### TESTO MOSTRATO
-- -- --
Il glaronese Christof Iselin (1869-1949) è considerato un pilastro della storia dello sci svizzero. Scalatore dei primi 2000 delle alpi con gli sci (Schilt, l’8.1.1893), fondatore del primo sci club della Svizzera (Ski-Club Glarus, il 22.11.1893), promotore della produzione nazionale di sci (Melchior Jakober a Glarona, 1893), co-organizzatore della prima gara di sci ufficiale svizzera (Glarona, 26.1.1902), promotore della prima capanna CAS per sciatori (Spitzmeilenhütte, 1903), cofondatore della Federazione svizzera di sci (a Olten, il 20.11.1904), inventore della pala da neve (attorno al 1925).
-- -- --
### DATI DISPONIBILI
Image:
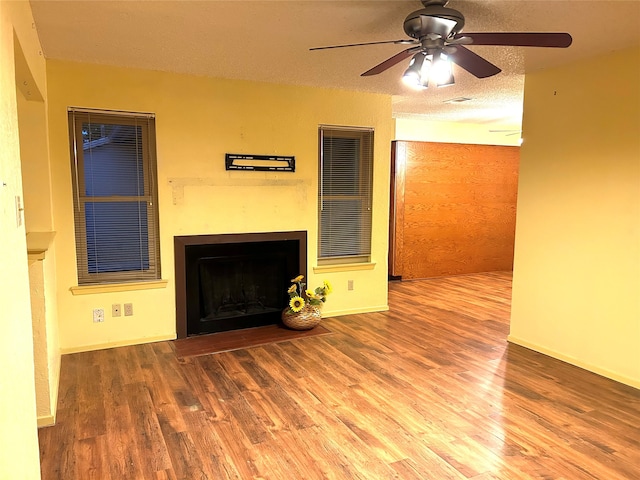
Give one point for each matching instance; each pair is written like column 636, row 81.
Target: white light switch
column 19, row 210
-- -- --
Per favore, stabilisci se ciascuna affermazione concorda con il testo su Christof Iselin. Per ognuna rispondi sì o no e cita testualmente le parole decisive: (a) lo Ski-Club Glarus fu fondato nel 1893; (b) la Federazione svizzera di sci fu fondata a Glarona; (c) la prima gara di sci ufficiale svizzera si svolse nel 1904.

(a) Sì: «fondatore del primo sci club della Svizzera (Ski-Club Glarus, il 22.11.1893)»
(b) No: «cofondatore della Federazione svizzera di sci (a Olten, il 20.11.1904)»
(c) No: «co-organizzatore della prima gara di sci ufficiale svizzera (Glarona, 26.1.1902)»